Intended learning outcomes

On successful completion of this module a student should be able to:

  1. Construct a wide range of machine learning techniques to solve industry problems particularly within the domain of robotics.
  2. Appraise the application of machine learning approaches to a wider set of data mining and classification type problems.
  3. Using a provided implementation, plan machine learning analysis on suitable forms of computer and robotics data.
  4. Examine the concepts and operation of a range of machine learning algorithms in order to facilitate re-implementation in a software programming environment with which they are already familiar
  5. Develop programme in solving machine learning problems through interactive learning workshops.


Programming Methods for Robotics

Aim
    This module aims to answer the question ‘what is object oriented programming (OOP)’ and to provide the students with the understanding and skills necessary to write well designed and robust OO programs in C++. Students will learn how to write C++ code, starting from fundamental programming aspects and progressing through to advanced OOP. Hands-on programming sessions form an essential part of the module.

Syllabus
    • Programming concepts and their implementation
    • The OOP methodology, classes, abstraction and encapsulation.
    • Destructors and memory management.
    • Stream input and output.
    • Function and operator overloading.
    • Inheritance and aggregation.
    • Polymorphism and virtual functions.
    • Templates, Exception handling.
    • The C++ Standard Library and STL.


Intended learning outcomes On successful completion of this module you should be able to:

1. Examine the principles of the object oriented programming methodology - abstraction, encapsulation, inheritance and aggregation – and implement in the development of C++ programs.
2. Create robust C++ programs of simple to moderate complexity given a suitable specification.
3. Develop C++ programs through implementation of the Standard Template Library .
4. Construct robust C++ programs using development environments and associated software engineering tools.

Psychology, Ethics and Standards

Aim
    As robots and robotic devices are increasingly becoming part of our day-to-day lives it is vital that we know how to effectively integrate them with people new advanced systems. This module explores the changing landscape of robotics in society and how we comply with evolving demands and perspectives of ethics and safety standards. With a focus on fundamental human factors and psychological principles we examine how to optimise the integration of people with different types of robotic systems and environments. Students will be given the opportunity to apply practical human analysis tools and techniques that complement traditional engineering approaches to enhance usability and performance in the design of safe human-robot interaction.


Syllabus

    Fundamental psychology: exploring basic principles of human cognition, how we process the many types of information we encounter and make sense of it all, to understand how people interpret and respond to situations with robot systems.

    Human performance and error: applying knowledge of the key factors that shape human performance, decision-making and situation awareness, the typical sources of error, and practical methods of analysis and classification, to the design of human-robot systems.

• [RECORD SET]:
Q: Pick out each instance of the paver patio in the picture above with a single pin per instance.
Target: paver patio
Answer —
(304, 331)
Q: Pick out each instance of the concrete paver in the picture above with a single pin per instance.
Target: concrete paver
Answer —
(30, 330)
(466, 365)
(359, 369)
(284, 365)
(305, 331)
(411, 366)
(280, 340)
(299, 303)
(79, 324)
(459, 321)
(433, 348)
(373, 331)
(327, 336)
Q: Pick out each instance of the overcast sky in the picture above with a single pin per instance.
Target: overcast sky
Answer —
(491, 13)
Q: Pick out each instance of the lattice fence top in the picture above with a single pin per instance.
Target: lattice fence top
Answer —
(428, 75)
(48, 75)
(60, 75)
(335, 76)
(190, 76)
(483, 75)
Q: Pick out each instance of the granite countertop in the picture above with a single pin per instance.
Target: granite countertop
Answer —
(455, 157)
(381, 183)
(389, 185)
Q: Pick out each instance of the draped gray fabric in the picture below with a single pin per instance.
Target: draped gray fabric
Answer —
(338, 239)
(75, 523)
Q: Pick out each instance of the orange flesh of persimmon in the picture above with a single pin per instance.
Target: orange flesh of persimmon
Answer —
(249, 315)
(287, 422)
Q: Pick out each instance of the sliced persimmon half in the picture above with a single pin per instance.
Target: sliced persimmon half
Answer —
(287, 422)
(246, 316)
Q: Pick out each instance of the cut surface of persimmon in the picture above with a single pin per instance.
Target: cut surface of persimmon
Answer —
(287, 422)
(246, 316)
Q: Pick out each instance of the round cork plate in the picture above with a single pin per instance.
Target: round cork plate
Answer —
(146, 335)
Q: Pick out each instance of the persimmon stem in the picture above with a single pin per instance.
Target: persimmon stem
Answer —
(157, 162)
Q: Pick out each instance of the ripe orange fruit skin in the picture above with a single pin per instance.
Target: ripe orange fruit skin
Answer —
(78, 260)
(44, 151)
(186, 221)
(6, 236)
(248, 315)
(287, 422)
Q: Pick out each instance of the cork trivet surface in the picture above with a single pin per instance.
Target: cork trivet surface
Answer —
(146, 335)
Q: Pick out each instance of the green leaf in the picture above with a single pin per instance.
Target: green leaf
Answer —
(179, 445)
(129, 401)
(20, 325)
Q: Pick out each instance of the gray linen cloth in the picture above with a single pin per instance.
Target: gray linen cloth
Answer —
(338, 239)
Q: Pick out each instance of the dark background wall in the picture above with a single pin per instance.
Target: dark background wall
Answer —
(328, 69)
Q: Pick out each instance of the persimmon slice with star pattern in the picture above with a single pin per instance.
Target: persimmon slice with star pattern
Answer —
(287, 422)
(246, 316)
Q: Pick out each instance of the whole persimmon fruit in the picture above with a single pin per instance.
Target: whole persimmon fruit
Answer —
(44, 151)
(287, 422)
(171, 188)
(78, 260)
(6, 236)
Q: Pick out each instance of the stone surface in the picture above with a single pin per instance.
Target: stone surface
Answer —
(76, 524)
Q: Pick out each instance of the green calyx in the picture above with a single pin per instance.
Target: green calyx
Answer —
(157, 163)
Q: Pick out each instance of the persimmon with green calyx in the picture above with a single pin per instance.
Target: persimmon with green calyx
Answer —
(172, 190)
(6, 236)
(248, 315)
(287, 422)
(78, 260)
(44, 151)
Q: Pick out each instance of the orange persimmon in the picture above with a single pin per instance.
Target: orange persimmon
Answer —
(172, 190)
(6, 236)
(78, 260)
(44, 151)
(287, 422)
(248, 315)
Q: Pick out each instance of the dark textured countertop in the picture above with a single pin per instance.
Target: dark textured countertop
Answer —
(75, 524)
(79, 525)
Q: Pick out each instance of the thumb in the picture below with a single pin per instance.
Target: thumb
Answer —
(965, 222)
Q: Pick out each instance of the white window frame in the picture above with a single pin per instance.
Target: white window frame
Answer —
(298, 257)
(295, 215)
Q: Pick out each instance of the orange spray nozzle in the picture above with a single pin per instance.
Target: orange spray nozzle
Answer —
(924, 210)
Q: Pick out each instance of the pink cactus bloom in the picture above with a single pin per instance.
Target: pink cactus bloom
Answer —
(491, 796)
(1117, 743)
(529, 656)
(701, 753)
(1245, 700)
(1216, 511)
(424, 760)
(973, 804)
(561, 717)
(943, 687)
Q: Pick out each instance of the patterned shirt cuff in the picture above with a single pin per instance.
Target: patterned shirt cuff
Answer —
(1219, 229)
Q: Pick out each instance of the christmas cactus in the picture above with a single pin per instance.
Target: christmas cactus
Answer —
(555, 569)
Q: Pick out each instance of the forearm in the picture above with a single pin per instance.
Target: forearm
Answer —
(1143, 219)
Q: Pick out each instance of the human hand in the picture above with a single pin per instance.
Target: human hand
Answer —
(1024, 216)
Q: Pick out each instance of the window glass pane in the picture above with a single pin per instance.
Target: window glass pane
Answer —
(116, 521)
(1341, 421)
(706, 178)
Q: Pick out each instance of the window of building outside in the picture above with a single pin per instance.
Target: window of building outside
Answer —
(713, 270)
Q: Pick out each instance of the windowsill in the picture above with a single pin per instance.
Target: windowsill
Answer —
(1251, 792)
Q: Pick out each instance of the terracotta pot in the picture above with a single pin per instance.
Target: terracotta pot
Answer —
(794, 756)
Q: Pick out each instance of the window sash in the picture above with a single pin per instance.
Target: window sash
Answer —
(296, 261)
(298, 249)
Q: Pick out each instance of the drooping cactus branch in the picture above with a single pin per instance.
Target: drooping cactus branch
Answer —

• [WHAT IS ASKED]:
1 > In the module descriptions, which programming language do students learn to write object-oriented programs in?
2 > From the module descriptions, write out the passage that begins at the words "Programming Methods for" and stops after "abstraction and encapsulation.".
3 > According to the module descriptions, why is it vital to know how to integrate robots well with people?

• [THE SOLUTIONS]:
1 > C++.

2 >
Programming Methods for Robotics

Aim
    This module aims to answer the question ‘what is object oriented programming (OOP)’ and to provide the students with the understanding and skills necessary to write well designed and robust OO programs in C++. Students will learn how to write C++ code, starting from fundamental programming aspects and progressing through to advanced OOP. Hands-on programming sessions form an essential part of the module.

Syllabus
    • Programming concepts and their implementation
    • The OOP methodology, classes, abstraction and encapsulation.

3 > It is vital because robots and robotic devices are increasingly becoming part of our day-to-day lives.